--- RECORD SET ---

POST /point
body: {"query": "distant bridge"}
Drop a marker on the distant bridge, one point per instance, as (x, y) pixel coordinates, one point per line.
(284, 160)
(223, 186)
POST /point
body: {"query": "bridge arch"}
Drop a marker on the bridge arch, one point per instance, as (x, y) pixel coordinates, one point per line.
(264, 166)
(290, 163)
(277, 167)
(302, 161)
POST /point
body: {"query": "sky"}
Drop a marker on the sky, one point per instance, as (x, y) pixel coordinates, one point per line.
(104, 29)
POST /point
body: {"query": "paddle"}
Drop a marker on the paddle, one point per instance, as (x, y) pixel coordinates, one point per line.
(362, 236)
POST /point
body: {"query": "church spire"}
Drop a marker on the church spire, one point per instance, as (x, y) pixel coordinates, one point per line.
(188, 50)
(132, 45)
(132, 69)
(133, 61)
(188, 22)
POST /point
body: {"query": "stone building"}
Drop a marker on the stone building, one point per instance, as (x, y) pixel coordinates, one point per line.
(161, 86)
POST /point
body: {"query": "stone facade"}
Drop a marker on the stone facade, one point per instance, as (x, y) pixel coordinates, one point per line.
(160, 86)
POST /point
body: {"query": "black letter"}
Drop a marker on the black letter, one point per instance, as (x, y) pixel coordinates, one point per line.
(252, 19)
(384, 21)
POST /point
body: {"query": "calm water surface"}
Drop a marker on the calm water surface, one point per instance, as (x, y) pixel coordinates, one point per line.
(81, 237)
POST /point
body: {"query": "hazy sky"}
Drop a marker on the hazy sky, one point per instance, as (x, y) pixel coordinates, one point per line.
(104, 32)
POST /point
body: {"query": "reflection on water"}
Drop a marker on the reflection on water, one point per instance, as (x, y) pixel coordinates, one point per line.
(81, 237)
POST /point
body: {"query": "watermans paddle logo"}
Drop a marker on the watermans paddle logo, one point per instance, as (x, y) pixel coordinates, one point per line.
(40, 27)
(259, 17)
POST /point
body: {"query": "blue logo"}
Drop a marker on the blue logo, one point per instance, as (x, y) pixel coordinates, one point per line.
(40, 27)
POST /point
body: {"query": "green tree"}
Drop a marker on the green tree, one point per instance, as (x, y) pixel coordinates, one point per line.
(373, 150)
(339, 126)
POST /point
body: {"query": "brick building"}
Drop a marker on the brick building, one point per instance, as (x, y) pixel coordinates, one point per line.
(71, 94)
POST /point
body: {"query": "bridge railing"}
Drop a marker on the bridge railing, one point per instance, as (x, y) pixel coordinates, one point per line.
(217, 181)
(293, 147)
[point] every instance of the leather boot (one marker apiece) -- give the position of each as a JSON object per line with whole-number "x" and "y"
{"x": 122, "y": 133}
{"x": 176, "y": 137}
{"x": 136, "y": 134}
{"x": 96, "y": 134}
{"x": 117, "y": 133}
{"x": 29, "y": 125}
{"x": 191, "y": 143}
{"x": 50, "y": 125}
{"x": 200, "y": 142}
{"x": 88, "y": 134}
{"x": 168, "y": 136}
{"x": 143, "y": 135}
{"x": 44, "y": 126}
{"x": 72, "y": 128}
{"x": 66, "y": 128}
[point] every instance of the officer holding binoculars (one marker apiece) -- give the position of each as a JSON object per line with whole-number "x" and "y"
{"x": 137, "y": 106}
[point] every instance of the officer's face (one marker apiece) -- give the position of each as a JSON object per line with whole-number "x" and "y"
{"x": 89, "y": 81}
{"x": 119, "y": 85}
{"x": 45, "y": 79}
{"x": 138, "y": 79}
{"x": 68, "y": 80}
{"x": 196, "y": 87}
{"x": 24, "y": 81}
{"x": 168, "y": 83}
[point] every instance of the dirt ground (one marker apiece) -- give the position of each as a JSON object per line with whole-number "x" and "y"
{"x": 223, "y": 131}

---

- EXERCISE AIM: Copy each line of the data exactly, leaving nothing out.

- WORKED ANSWER:
POST /point
body: {"query": "distant bridge"}
Drop a marker on the distant bridge, one point per instance, as (x, y) pixel coordinates, one point per line.
(284, 160)
(223, 186)
POST /point
body: {"query": "bridge arch"}
Drop a marker on the bridge arch, one point per instance, as (x, y) pixel coordinates, one point per line.
(264, 166)
(290, 163)
(277, 167)
(302, 161)
POST /point
body: {"query": "sky"}
Drop a marker on the sky, one point per instance, as (x, y) pixel coordinates, one point per line.
(104, 29)
POST /point
body: {"query": "paddle"}
Drop a marker on the paddle, one point per instance, as (x, y) pixel coordinates, one point per line.
(362, 236)
POST /point
body: {"query": "church spire"}
Drop a marker on the church spire, one point per instance, as (x, y) pixel coordinates, one point per line.
(188, 50)
(132, 45)
(132, 69)
(133, 61)
(188, 22)
POST /point
body: {"query": "stone building"}
Drop a marker on the stone building, one point per instance, as (x, y) pixel coordinates, one point per line.
(161, 86)
POST /point
body: {"query": "stone facade"}
Drop a marker on the stone facade, one point per instance, as (x, y) pixel coordinates, one point per line.
(160, 86)
POST /point
body: {"query": "black letter"}
Drop a marker on the black letter, one point per instance, as (x, y) pixel coordinates, one point per line.
(252, 19)
(384, 21)
POST /point
body: {"query": "calm water surface"}
Drop a marker on the calm water surface, one point per instance, as (x, y) pixel coordinates, one point per line.
(81, 237)
POST /point
body: {"query": "hazy sky"}
Drop a marker on the hazy sky, one point per instance, as (x, y) pixel coordinates, one point per line.
(104, 32)
POST /point
body: {"query": "reflection on water"}
Drop a marker on the reflection on water, one point per instance, as (x, y) pixel coordinates, one point per line.
(81, 237)
POST /point
body: {"query": "watermans paddle logo"}
Drop a marker on the watermans paddle logo, one point per instance, as (x, y) pixel coordinates, one point per line.
(40, 27)
(259, 17)
POST /point
body: {"query": "blue logo"}
Drop a marker on the blue logo, one point per instance, as (x, y) pixel coordinates, one point per line.
(40, 27)
POST /point
body: {"query": "green tree"}
Drop a marker on the green tree, one point per instance, as (x, y) pixel coordinates, one point per line.
(373, 150)
(339, 126)
POST /point
body: {"query": "brick building"}
Drop a marker on the brick building, one point per instance, as (x, y) pixel coordinates, one point per line.
(71, 94)
POST /point
body: {"query": "bridge railing"}
Drop a marker on the bridge railing, one point per instance, as (x, y) pixel coordinates, one point per line.
(217, 181)
(293, 147)
[point] every instance of the leather boot (one marker apiece) -- give the position of each as a JSON object per line with whole-number "x" and "y"
{"x": 122, "y": 133}
{"x": 176, "y": 137}
{"x": 136, "y": 134}
{"x": 96, "y": 134}
{"x": 117, "y": 133}
{"x": 29, "y": 125}
{"x": 191, "y": 143}
{"x": 50, "y": 125}
{"x": 200, "y": 142}
{"x": 88, "y": 134}
{"x": 168, "y": 136}
{"x": 143, "y": 135}
{"x": 44, "y": 126}
{"x": 72, "y": 128}
{"x": 66, "y": 128}
[point] every instance of the officer holding binoculars (one marker apiece) -- give the position of each as a JSON object per line with whole-number "x" and "y"
{"x": 137, "y": 106}
[point] every instance of the officer's face (one marker apiece) -- give the position of each as a JSON object per line with whole-number "x" and "y"
{"x": 89, "y": 81}
{"x": 119, "y": 85}
{"x": 45, "y": 79}
{"x": 138, "y": 79}
{"x": 68, "y": 80}
{"x": 196, "y": 87}
{"x": 24, "y": 81}
{"x": 168, "y": 83}
[point] every instance of the dirt ground (one marker apiece) -- give the position of each as a JSON object per line with whole-number "x" and "y"
{"x": 223, "y": 131}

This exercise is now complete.